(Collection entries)
## START
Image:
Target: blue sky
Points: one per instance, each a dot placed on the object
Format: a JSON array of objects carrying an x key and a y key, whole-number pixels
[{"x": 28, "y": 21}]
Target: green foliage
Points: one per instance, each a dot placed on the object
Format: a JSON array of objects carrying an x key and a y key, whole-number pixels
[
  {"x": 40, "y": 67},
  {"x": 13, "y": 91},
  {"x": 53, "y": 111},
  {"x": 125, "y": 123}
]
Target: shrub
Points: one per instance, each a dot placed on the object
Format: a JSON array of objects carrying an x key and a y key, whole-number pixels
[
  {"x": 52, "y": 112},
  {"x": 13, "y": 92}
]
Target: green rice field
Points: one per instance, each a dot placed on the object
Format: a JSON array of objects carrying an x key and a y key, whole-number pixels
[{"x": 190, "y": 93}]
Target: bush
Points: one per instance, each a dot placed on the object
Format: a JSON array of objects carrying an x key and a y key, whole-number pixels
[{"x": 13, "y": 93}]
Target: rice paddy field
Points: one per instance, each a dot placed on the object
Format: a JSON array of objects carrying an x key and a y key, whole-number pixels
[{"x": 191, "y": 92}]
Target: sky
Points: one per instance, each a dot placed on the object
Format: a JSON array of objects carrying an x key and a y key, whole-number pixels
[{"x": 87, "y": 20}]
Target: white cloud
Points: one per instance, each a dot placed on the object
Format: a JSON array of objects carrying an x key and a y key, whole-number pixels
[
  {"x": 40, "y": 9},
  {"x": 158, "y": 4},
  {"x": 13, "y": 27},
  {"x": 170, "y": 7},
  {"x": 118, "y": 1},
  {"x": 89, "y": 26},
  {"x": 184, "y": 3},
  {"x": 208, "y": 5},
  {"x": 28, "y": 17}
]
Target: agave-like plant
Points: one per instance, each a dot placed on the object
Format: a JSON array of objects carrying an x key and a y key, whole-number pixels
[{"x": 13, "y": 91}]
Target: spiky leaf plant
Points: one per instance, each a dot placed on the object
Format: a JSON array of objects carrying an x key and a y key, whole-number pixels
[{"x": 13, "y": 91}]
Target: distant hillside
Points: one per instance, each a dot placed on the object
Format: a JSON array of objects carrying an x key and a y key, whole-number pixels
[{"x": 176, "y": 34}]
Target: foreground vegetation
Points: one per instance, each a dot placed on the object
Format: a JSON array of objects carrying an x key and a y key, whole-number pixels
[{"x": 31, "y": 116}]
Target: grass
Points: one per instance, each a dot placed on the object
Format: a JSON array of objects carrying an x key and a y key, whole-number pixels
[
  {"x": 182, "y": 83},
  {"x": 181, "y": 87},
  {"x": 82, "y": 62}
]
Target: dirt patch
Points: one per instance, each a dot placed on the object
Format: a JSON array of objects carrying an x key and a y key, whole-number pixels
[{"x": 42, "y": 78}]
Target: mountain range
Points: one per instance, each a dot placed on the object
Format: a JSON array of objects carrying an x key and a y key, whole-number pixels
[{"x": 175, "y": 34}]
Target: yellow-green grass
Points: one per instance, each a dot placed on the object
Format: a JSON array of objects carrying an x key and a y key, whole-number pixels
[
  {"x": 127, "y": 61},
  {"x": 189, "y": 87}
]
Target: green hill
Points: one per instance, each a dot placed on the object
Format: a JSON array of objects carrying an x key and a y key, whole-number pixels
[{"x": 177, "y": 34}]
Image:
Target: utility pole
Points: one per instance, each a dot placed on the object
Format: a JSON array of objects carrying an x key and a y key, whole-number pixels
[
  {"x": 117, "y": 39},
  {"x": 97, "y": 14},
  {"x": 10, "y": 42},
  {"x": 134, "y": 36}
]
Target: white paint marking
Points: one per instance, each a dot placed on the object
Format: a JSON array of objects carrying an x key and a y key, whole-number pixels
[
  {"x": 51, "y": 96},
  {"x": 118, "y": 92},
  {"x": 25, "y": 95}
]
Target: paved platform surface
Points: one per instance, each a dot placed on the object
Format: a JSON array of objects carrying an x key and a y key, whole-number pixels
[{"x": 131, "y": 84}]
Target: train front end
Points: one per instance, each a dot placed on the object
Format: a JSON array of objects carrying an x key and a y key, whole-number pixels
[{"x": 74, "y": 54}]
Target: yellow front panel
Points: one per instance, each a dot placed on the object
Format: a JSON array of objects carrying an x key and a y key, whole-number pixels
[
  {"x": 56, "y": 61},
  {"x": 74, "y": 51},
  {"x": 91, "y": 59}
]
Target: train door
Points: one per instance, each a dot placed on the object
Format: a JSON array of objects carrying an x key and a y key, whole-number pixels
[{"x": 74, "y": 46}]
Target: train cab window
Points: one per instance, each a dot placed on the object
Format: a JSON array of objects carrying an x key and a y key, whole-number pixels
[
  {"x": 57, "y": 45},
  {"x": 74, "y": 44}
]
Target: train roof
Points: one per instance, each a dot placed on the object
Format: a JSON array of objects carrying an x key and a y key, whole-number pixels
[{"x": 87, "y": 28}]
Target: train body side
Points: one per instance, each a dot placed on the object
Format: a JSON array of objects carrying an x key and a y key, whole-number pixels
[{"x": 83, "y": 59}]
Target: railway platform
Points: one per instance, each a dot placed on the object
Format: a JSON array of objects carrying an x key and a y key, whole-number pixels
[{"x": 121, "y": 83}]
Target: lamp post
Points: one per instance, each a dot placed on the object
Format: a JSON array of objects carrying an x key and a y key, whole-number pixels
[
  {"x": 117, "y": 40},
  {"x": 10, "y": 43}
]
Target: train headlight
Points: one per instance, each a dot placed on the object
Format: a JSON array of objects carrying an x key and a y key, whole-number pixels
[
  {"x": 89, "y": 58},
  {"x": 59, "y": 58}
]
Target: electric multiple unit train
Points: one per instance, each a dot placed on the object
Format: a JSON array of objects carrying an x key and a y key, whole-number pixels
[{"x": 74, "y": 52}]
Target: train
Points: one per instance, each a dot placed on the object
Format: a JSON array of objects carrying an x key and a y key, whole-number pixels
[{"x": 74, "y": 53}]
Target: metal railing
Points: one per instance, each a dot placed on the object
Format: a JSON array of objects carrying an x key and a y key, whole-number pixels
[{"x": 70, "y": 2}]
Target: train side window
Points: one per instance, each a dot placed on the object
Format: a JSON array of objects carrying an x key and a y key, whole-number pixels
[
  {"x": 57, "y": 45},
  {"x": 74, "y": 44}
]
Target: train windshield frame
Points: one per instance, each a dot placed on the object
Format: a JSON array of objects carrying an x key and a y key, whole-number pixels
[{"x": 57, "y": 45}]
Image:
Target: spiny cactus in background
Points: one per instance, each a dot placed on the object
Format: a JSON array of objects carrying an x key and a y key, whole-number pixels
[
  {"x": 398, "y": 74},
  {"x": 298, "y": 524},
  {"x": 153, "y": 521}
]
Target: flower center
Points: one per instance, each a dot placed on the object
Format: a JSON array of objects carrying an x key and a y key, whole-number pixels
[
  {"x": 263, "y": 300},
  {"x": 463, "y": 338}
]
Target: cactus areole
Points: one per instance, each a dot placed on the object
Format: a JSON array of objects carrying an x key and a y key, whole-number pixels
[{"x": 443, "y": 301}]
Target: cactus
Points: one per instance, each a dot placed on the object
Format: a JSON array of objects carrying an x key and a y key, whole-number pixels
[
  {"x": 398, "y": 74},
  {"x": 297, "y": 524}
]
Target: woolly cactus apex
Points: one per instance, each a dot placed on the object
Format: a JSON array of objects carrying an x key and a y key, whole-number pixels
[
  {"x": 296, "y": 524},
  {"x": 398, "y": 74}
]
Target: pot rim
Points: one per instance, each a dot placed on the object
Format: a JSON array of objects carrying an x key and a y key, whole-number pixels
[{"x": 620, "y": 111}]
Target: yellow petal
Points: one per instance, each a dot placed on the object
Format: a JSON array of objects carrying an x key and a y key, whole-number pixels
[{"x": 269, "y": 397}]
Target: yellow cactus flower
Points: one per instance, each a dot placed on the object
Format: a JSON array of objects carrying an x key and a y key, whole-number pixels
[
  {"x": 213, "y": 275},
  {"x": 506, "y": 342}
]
## END
DESCRIPTION OF THE TASK
Starting at the line containing "Target: yellow petal" and ending at the last line of the records, write those lines out again with "dot" swapped for "marker" and everything else left as it is.

ANSWER IN FULL
Target: yellow petal
Points: one per instance, each a marker placed on the object
Format: a JSON array of objects carrying an x key and a y key, whole-number pixels
[{"x": 269, "y": 397}]
Target: yellow cactus flower
Points: one per instance, each a marker placed on the object
Format: a JSON array of objects carrying an x key and a y key, whole-number pixels
[
  {"x": 213, "y": 275},
  {"x": 506, "y": 342}
]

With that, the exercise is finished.